▶ [Given instruction]
Switch every "one marker per instance" in these lines to "a single marker for each instance" and give all the lines again with nothing else changed.

▶ [Data rows]
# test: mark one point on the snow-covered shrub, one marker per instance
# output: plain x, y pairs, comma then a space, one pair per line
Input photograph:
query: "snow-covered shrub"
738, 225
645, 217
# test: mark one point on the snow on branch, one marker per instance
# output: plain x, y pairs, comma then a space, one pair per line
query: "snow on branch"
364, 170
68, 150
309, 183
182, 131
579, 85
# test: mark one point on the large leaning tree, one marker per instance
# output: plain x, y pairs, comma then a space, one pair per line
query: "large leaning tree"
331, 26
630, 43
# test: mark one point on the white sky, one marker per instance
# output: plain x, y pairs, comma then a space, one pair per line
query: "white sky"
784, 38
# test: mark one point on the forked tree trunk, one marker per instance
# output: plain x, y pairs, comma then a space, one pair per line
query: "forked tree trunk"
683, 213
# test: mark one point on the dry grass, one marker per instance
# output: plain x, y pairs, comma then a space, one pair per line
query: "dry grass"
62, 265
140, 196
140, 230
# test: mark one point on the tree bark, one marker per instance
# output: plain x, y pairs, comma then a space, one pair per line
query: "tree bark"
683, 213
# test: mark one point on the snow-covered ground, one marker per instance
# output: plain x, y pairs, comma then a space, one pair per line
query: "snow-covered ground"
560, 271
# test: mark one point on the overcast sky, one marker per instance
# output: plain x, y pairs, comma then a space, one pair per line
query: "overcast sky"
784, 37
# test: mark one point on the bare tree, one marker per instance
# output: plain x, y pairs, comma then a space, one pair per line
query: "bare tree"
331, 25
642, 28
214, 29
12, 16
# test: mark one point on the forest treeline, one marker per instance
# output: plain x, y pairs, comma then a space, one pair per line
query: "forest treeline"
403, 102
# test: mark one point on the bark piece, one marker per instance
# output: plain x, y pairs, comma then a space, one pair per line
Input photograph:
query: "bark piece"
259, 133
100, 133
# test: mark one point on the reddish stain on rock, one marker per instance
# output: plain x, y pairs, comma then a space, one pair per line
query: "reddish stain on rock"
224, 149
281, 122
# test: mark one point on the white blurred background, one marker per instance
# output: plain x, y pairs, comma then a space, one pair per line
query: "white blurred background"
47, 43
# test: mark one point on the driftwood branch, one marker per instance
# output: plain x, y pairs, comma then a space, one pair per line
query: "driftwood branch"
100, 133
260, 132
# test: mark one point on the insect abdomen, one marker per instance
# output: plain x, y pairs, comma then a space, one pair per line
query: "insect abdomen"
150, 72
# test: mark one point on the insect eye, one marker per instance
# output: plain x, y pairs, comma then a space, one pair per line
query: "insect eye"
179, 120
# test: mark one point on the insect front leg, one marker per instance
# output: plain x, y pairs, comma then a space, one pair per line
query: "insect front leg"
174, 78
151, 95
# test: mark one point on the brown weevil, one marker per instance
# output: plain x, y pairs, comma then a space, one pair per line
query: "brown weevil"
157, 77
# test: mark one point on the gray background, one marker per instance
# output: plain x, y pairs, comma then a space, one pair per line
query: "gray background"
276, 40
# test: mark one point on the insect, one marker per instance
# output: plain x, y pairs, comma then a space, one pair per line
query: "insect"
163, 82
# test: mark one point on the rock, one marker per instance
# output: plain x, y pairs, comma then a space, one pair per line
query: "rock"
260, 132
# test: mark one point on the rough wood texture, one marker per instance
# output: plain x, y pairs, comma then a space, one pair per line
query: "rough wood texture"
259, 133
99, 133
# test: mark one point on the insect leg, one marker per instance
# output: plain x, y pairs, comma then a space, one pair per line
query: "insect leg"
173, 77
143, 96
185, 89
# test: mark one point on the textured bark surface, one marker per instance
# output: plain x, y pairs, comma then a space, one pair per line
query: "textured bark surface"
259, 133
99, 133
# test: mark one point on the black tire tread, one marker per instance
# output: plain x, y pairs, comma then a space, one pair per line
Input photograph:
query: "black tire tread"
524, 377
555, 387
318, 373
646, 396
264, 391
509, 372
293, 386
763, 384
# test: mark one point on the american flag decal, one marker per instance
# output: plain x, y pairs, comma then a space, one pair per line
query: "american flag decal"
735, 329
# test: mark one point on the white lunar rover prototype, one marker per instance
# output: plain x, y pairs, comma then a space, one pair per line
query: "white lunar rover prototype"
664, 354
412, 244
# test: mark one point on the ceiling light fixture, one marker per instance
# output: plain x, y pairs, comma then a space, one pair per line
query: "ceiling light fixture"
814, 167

▶ [Response below]
# test: mark one point on the snow-covered shrub, a single marker for each instance
# output: plain x, y pairs, comma then a space, one pair per line
Input photograph:
query: "snow-covered shrub"
738, 225
645, 217
# test: mark one point on the snow on branch, a single marker for each instance
# output: plain x, y pairs, comma then a space, one pair per line
query: "snow on branch"
364, 170
68, 150
309, 183
182, 131
579, 85
# test: mark one point on the large leaning tree, a single marker for each instance
# output: plain x, y pairs, comma then a space, one pair per line
query: "large leaning tree"
331, 26
630, 43
# test: mark one point on the white sky, a single marker for each instance
# output: plain x, y pairs, comma then a space, one pair per line
query: "white sky"
784, 38
# test: mark one point on the forked tree trunk, a single marker for each instance
# output: plain x, y pairs, comma then a space, one pair per line
query: "forked tree trunk"
683, 213
# test: mark one point on the dry grass, a single marker for each instance
# output: plain x, y pairs, comma then a space, one pair per line
query: "dry grass"
62, 265
140, 196
140, 230
# test: mark one point on the tree bark, a single marker for each instance
# output: plain x, y pairs, comma then a space, one pair per line
query: "tree bark"
683, 213
# test: mark one point on the snow-covered ground, a single marker for each instance
# output: plain x, y pairs, comma then a space, one pair per line
query: "snow-covered ground"
560, 271
# test: mark one point on the overcast sky, a single marker for each instance
# output: plain x, y pairs, comma then a space, one pair per line
query: "overcast sky"
784, 37
# test: mark one point on the bare tree, a single marker for each instance
# output: plain x, y pairs, comma then a space, one pair per line
query: "bare tree"
331, 25
642, 28
214, 29
12, 16
# test: mark one point on the forest treeline, a single marker for each instance
# output: plain x, y pairs, comma then a space, one pair per line
query: "forest treeline"
403, 102
# test: mark one point on the bark piece, a single marker for each instance
# output: plain x, y pairs, comma then a space, one pair per line
Input photograph:
query: "bark piece"
259, 133
100, 133
# test: mark one point on the reddish stain on rock, a single marker for each instance
# output: plain x, y pairs, comma then a space, one pair per line
query: "reddish stain on rock"
224, 149
281, 122
# test: mark one point on the white blurred background, a single marker for each instance
# output: plain x, y pairs, comma then a space, one pair per line
query: "white blurred background"
47, 43
# test: mark one point on the driftwood branch, a single marker for each instance
# output: plain x, y pairs, comma then a space, one pair per line
query: "driftwood branch"
100, 133
260, 132
# test: mark one point on the insect abdomen, a single marker for each instance
# output: plain x, y pairs, comma then a space, one pair per line
query: "insect abdomen"
150, 72
# test: mark one point on the insect eye, a single marker for each instance
# output: plain x, y pairs, comma then a space, one pair per line
query: "insect eye"
179, 120
# test: mark one point on the insect front leg, a single marker for each instance
# output: plain x, y pairs, comma then a space, one pair per line
query: "insect front leg"
174, 78
151, 95
# test: mark one point on the brown weevil, a single marker for each instance
# output: plain x, y pairs, comma then a space, one pair per line
query: "brown weevil"
157, 77
# test: mark one point on the gray background, a single marker for each instance
# output: plain x, y pairs, comma then a space, one pair per line
query: "gray background"
276, 40
# test: mark one point on the insect, a single marker for each instance
# output: plain x, y pairs, comma then a space, one pair per line
query: "insect"
163, 82
# test: mark one point on the rock, a single marker for each instance
# output: plain x, y pairs, comma then a space, one pair per line
query: "rock"
260, 132
# test: mark one point on the rough wood texture, a single marker for each instance
# output: plain x, y pairs, comma then a space, one pair per line
query: "rough wood texture"
259, 133
99, 133
# test: mark one point on the insect leg, a single marker for each instance
# output: plain x, y pairs, comma then a space, one pair per line
query: "insect leg"
173, 77
143, 96
185, 89
# test: mark one point on the textured bark surface, a single marker for each instance
# output: plain x, y pairs, comma then a space, one pair per line
query: "textured bark surface"
259, 133
99, 133
# test: mark one point on the black tire tread, a single marker for each instance
# output: plain x, y pairs, comma then a space, one pair per line
Input photograph:
query: "black tire tread"
524, 377
555, 387
318, 373
646, 396
264, 391
509, 372
293, 386
763, 384
# test: mark one point on the american flag decal, a single marker for each instance
# output: plain x, y pairs, comma then a space, one pair per line
query: "american flag decal"
735, 329
# test: mark one point on the white lunar rover prototype, a single marker for each instance
# output: plain x, y pairs, comma then a space, one pair per line
query: "white lunar rover prototype"
664, 354
412, 244
# test: mark one point on the ceiling light fixture, a single marker for each instance
# output: plain x, y pairs, comma then a space, one pair per line
query: "ceiling light fixture"
814, 167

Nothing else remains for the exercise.